Short exercise: Reproduce only the lines from the one containing "task: draw the outline of each instance of the forested" up to and including the one containing "[[[6,58],[0,57],[0,67],[9,65],[12,61],[12,60],[8,60]]]", changing "hillside" to "slope" and leaving everything else untouched.

--- BEGIN ---

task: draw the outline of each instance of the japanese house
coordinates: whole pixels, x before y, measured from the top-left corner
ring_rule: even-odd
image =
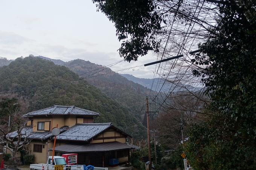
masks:
[[[126,141],[131,137],[111,123],[94,123],[99,116],[74,106],[56,105],[24,115],[29,120],[23,132],[32,140],[29,154],[35,155],[35,163],[46,162],[48,148],[52,155],[54,136],[51,131],[57,124],[61,132],[56,136],[55,155],[77,153],[77,164],[99,167],[109,166],[112,159],[118,159],[119,164],[130,162],[133,147]]]

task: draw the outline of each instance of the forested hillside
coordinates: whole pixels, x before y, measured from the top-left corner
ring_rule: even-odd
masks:
[[[140,111],[149,89],[128,80],[110,68],[89,61],[78,59],[66,63],[66,65],[108,96],[129,108],[138,120],[143,121],[145,110]]]
[[[6,58],[0,57],[0,67],[9,65],[12,61],[12,60],[8,60]]]
[[[101,83],[90,80],[94,81],[91,84]],[[1,95],[15,92],[20,97],[27,96],[30,111],[54,104],[75,105],[99,113],[101,116],[95,122],[112,122],[135,138],[140,138],[146,133],[132,111],[66,66],[39,57],[18,58],[0,68],[0,80]]]

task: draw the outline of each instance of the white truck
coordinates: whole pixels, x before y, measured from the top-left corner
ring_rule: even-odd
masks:
[[[62,156],[53,156],[53,161],[52,163],[52,156],[49,156],[48,161],[46,164],[30,164],[30,169],[35,170],[54,170],[55,165],[63,165],[63,170],[84,170],[85,166],[84,165],[67,165],[64,158]],[[59,169],[59,168],[58,168]],[[101,167],[94,167],[94,170],[108,170],[108,168]]]

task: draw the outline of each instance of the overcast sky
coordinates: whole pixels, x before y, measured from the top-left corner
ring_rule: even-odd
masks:
[[[122,60],[114,24],[96,10],[91,0],[0,0],[0,57],[14,59],[33,54],[105,66]],[[110,68],[141,65],[155,61],[152,56]],[[152,78],[153,69],[154,66],[143,66],[118,72]]]

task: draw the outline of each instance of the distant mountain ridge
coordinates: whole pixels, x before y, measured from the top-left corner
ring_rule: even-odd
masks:
[[[99,83],[98,85],[100,87],[106,87],[98,88],[86,80],[81,78],[68,67],[55,65],[52,61],[41,58],[32,56],[18,58],[8,65],[0,68],[0,92],[11,96],[11,93],[8,92],[15,92],[18,97],[27,96],[30,111],[53,105],[75,105],[100,113],[101,116],[95,120],[96,123],[111,122],[124,132],[133,134],[133,137],[137,139],[141,138],[142,136],[146,136],[146,129],[138,120],[140,115],[133,108],[134,106],[133,101],[122,96],[128,92],[130,96],[133,96],[131,99],[139,102],[140,96],[136,95],[134,89],[115,82],[88,79],[93,80],[92,82],[96,85]],[[69,66],[71,68],[75,66],[77,69],[80,68],[76,65],[79,63],[81,63],[80,66],[85,68],[89,68],[90,65],[93,69],[95,64],[77,60],[67,64],[71,65]],[[108,96],[113,94],[112,97]],[[123,105],[123,102],[119,99],[124,98],[126,105]]]
[[[8,60],[6,58],[0,57],[0,67],[3,66],[7,66],[11,63],[13,60]]]
[[[38,56],[37,57],[41,58],[43,59],[45,59],[46,60],[52,61],[52,62],[54,63],[54,64],[56,65],[59,65],[60,66],[66,66],[66,62],[61,60],[52,59],[50,59],[50,58],[46,57],[43,57],[41,56]]]

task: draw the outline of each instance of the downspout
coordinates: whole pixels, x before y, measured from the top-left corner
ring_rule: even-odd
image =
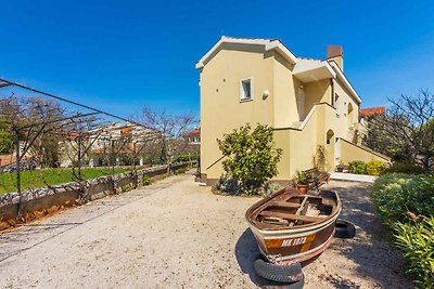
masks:
[[[332,95],[331,95],[331,104],[332,104],[332,106],[334,107],[334,81],[333,81],[333,78],[330,78],[330,87],[332,87]]]

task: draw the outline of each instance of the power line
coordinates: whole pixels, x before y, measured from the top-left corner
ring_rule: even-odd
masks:
[[[130,123],[139,126],[139,127],[143,127],[145,129],[151,129],[151,128],[148,128],[146,126],[144,126],[142,123],[139,123],[137,121],[133,121],[133,120],[130,120],[130,119],[127,119],[127,118],[124,118],[124,117],[119,117],[119,116],[116,116],[114,114],[106,113],[104,110],[101,110],[101,109],[98,109],[98,108],[94,108],[94,107],[91,107],[91,106],[88,106],[88,105],[85,105],[85,104],[80,104],[80,103],[77,103],[77,102],[74,102],[74,101],[69,101],[67,98],[64,98],[64,97],[61,97],[61,96],[58,96],[58,95],[54,95],[54,94],[51,94],[51,93],[48,93],[48,92],[43,92],[43,91],[40,91],[40,90],[37,90],[37,89],[33,89],[33,88],[29,88],[27,86],[24,86],[24,84],[14,82],[14,81],[10,81],[10,80],[5,80],[5,79],[1,79],[0,78],[0,83],[1,82],[7,83],[8,86],[14,86],[14,87],[18,87],[18,88],[22,88],[22,89],[25,89],[25,90],[28,90],[28,91],[33,91],[35,93],[39,93],[39,94],[55,98],[58,101],[66,102],[68,104],[73,104],[73,105],[76,105],[76,106],[79,106],[79,107],[82,107],[82,108],[86,108],[86,109],[90,109],[92,111],[95,111],[95,113],[99,113],[99,114],[102,114],[102,115],[105,115],[105,116],[108,116],[108,117],[113,117],[113,118],[116,118],[116,119],[119,119],[119,120],[124,120],[126,122],[130,122]],[[3,86],[3,87],[7,87],[7,86]],[[0,86],[0,88],[2,88],[2,87]]]

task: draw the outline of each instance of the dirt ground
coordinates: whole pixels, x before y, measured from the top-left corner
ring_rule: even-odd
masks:
[[[304,267],[305,288],[411,288],[382,239],[367,185],[332,182],[357,237]],[[256,288],[245,210],[191,174],[63,211],[0,235],[0,288]]]

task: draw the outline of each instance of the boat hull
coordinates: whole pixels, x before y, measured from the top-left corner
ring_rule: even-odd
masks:
[[[247,211],[246,219],[261,254],[275,264],[304,262],[321,254],[332,242],[335,223],[341,212],[337,195],[336,199],[334,212],[323,221],[282,229],[264,229],[252,222],[250,211],[264,206],[267,200],[259,202],[256,207],[254,205]]]

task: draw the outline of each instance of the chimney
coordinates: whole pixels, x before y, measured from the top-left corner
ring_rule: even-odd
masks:
[[[327,45],[327,60],[334,61],[344,71],[344,50],[341,45]]]

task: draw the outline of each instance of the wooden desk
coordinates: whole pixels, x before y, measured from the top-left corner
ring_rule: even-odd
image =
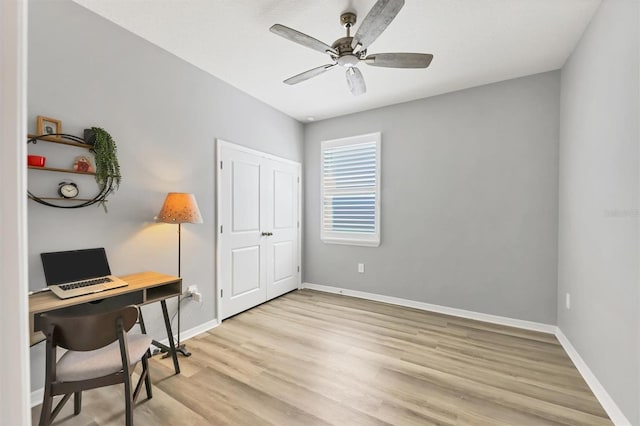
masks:
[[[70,299],[59,299],[50,291],[30,295],[29,334],[31,344],[34,345],[45,339],[40,327],[40,315],[47,312],[86,314],[100,310],[116,309],[127,305],[142,306],[148,303],[160,302],[165,328],[167,329],[169,346],[156,340],[153,341],[153,345],[171,354],[173,367],[176,374],[179,374],[180,365],[178,364],[178,356],[173,342],[173,332],[171,331],[171,321],[169,320],[166,301],[171,297],[180,296],[182,279],[158,272],[141,272],[138,274],[125,275],[120,278],[129,285],[100,293],[88,294],[86,296],[72,297]],[[140,312],[140,328],[143,333],[146,333],[142,312]]]

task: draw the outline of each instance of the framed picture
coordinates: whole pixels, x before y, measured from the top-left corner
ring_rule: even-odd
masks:
[[[62,133],[62,121],[55,118],[38,116],[36,124],[36,132],[39,135],[52,135],[55,133]]]

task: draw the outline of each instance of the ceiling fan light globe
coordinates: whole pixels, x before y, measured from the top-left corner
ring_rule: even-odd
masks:
[[[340,66],[351,68],[358,65],[358,62],[360,62],[360,58],[358,58],[356,55],[343,55],[338,58],[337,62]]]

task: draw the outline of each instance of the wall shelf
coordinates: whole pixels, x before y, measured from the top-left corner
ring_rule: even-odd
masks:
[[[32,198],[32,197],[29,197]],[[63,198],[63,197],[38,197],[40,200],[49,200],[49,201],[92,201],[91,198]]]
[[[68,145],[68,146],[75,146],[76,148],[84,148],[84,149],[91,149],[92,145],[86,144],[86,143],[80,143],[80,142],[75,142],[72,141],[70,139],[65,139],[65,138],[58,138],[55,136],[38,136],[38,135],[34,135],[32,133],[29,133],[27,135],[27,137],[30,140],[39,140],[39,141],[45,141],[45,142],[51,142],[51,143],[59,143],[62,145]]]
[[[30,170],[44,170],[46,172],[61,172],[61,173],[74,173],[77,175],[95,175],[94,172],[78,172],[70,169],[58,169],[55,167],[38,167],[38,166],[28,166]]]

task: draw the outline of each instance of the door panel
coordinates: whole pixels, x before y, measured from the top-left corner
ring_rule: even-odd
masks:
[[[266,294],[266,241],[261,235],[261,182],[266,173],[260,157],[220,149],[219,295],[220,318],[256,306]]]
[[[298,177],[297,165],[270,161],[269,184],[273,192],[269,205],[267,246],[267,300],[298,288]]]
[[[225,319],[300,285],[300,165],[221,143],[218,277]]]
[[[273,245],[273,281],[285,280],[291,277],[292,271],[297,269],[297,265],[294,265],[294,250],[291,241],[283,241],[275,243]],[[295,268],[294,268],[295,266]]]
[[[229,297],[260,291],[260,246],[231,251],[231,292]]]
[[[260,164],[231,162],[232,230],[260,230]]]

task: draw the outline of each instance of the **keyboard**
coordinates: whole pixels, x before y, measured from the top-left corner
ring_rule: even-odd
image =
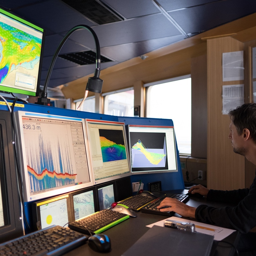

--- END ---

Task answer:
task: draw the outline of each instance of the forested slope
coordinates: whole pixels, x before y, measured from the top-left corner
ring_rule: even-odd
masks:
[[[140,111],[149,89],[128,80],[110,68],[89,61],[78,59],[66,63],[66,65],[108,96],[129,108],[138,120],[143,121],[145,110]]]
[[[6,58],[0,57],[0,67],[9,65],[12,61],[12,60],[8,60]]]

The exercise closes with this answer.